Report how many lines of the records below contain the string "straw", treating uppercase and lowercase as different, and give only the number.

_ _ _ _ _

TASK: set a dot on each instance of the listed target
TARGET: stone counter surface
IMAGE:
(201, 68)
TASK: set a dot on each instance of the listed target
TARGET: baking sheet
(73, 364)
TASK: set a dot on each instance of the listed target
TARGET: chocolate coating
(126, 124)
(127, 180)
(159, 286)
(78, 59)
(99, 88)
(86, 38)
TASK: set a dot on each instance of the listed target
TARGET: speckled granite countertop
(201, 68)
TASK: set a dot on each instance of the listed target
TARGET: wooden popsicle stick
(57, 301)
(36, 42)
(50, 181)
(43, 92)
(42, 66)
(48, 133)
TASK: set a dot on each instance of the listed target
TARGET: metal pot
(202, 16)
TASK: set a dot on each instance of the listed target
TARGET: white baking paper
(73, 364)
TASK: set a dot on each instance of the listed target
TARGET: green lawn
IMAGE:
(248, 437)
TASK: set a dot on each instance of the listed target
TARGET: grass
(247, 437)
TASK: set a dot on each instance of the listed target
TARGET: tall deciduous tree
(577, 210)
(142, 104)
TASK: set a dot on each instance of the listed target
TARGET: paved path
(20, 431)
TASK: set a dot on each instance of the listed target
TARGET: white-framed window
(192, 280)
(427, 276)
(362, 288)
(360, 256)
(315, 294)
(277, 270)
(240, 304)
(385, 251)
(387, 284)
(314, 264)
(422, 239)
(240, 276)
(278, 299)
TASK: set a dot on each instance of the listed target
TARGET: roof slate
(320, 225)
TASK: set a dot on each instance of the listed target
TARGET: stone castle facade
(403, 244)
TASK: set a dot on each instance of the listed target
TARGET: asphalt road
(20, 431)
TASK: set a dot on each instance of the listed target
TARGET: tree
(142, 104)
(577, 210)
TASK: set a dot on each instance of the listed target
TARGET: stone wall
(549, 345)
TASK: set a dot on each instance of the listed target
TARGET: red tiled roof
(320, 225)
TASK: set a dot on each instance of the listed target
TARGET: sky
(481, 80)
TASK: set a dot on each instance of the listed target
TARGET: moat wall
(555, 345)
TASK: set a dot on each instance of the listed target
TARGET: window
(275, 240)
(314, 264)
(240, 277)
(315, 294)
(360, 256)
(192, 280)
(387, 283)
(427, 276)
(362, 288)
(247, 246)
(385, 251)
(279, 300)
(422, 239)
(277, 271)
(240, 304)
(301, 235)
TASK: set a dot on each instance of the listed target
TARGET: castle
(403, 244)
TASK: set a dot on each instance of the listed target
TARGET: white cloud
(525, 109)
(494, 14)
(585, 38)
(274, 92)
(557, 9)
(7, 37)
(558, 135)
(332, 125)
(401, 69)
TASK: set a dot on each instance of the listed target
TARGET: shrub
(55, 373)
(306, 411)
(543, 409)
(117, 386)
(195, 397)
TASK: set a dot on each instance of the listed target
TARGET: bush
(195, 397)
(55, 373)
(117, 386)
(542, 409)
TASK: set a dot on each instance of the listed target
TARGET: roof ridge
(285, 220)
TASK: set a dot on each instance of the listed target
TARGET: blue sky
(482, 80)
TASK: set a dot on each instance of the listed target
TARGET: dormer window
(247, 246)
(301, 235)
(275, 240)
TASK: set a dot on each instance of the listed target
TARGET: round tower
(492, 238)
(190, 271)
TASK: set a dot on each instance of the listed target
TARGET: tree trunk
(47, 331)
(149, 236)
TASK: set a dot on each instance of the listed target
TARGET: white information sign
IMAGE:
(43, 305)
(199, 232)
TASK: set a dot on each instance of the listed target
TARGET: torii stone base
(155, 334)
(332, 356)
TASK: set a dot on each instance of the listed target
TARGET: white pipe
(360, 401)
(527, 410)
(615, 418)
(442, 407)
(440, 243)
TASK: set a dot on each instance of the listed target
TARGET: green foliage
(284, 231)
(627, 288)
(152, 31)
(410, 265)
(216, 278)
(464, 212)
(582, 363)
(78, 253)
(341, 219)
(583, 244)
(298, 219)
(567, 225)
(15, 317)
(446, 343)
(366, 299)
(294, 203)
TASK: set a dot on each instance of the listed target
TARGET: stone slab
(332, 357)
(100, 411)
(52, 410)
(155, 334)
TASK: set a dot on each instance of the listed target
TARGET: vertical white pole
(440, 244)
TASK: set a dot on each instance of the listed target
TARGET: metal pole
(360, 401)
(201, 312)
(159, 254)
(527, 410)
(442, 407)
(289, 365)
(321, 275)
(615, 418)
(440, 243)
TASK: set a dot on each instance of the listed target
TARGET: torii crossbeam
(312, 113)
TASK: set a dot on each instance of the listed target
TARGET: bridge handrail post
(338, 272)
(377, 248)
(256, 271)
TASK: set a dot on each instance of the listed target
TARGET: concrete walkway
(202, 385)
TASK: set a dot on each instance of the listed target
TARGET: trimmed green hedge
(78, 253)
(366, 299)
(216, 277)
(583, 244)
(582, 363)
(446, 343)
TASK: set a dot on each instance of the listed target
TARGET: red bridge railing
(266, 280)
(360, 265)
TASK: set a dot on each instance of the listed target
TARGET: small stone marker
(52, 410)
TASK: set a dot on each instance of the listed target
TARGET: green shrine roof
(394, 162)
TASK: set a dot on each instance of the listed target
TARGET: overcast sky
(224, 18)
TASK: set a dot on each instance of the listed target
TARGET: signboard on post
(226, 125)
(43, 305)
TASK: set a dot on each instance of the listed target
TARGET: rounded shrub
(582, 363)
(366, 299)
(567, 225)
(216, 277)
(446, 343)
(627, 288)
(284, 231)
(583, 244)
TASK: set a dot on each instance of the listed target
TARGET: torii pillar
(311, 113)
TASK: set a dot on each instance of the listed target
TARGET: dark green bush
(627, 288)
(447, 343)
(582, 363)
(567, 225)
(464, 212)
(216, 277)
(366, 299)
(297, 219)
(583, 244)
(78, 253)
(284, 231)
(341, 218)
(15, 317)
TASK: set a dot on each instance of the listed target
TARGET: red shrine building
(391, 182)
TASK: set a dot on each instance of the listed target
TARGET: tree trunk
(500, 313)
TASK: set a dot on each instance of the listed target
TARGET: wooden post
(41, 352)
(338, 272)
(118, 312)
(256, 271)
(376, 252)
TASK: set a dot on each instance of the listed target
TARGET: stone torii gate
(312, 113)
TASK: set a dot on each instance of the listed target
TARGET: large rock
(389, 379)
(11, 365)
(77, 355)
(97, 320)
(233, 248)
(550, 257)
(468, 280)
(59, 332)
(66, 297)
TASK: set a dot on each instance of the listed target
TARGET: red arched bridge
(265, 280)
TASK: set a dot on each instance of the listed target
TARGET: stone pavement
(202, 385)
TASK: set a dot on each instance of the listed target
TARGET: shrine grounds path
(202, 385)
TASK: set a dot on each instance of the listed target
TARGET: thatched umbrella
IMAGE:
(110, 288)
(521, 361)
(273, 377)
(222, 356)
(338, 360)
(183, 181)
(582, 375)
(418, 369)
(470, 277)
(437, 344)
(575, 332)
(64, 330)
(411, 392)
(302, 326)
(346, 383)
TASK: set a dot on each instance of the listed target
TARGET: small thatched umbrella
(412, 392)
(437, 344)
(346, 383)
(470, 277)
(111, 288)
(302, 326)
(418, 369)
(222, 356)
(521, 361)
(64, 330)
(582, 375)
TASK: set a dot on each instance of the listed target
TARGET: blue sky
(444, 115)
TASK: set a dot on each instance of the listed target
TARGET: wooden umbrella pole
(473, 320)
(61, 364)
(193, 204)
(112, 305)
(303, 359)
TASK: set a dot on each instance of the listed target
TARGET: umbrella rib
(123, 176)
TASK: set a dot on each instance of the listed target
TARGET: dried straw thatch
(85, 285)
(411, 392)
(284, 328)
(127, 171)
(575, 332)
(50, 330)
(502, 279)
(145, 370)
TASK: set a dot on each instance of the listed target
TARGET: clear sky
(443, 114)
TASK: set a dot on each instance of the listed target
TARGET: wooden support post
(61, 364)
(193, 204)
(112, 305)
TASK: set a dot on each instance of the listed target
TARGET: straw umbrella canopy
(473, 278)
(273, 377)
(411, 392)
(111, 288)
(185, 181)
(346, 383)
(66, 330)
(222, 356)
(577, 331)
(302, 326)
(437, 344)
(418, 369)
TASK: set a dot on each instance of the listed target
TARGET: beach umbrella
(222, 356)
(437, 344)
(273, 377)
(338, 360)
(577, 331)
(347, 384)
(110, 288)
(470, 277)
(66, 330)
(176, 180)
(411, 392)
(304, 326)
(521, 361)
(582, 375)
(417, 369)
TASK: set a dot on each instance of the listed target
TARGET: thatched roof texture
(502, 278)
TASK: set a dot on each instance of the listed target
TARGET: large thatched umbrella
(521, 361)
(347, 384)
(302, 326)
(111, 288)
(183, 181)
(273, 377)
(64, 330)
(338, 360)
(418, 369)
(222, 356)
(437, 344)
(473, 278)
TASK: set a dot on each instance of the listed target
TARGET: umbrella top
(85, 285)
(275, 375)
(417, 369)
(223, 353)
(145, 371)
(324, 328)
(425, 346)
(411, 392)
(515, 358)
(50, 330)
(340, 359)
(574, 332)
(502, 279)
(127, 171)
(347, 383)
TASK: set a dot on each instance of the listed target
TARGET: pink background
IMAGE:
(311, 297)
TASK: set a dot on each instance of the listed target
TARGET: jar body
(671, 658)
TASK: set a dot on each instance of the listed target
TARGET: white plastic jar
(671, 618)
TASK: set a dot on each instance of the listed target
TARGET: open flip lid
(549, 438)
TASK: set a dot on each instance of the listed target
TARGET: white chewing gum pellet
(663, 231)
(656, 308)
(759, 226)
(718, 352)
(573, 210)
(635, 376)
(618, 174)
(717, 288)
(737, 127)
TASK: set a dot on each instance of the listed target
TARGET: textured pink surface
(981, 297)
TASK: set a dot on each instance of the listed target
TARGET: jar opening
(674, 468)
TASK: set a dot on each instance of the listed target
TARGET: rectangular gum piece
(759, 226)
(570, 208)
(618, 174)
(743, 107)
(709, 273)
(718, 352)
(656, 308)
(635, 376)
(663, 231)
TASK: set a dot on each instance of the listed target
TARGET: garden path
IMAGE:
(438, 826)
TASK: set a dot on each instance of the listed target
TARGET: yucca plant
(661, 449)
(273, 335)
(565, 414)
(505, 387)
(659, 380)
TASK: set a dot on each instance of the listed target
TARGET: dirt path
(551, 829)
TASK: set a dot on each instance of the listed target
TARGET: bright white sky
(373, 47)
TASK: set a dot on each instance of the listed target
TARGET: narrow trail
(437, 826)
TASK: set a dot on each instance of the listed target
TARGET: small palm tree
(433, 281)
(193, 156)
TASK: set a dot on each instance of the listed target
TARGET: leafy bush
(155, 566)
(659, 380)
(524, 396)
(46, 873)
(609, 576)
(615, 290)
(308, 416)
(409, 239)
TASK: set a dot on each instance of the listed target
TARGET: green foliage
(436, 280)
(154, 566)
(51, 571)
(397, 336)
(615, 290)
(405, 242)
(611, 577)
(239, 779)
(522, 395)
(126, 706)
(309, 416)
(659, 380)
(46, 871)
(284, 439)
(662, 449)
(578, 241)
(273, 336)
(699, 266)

_ _ _ _ _

◆ **Exercise output**:
2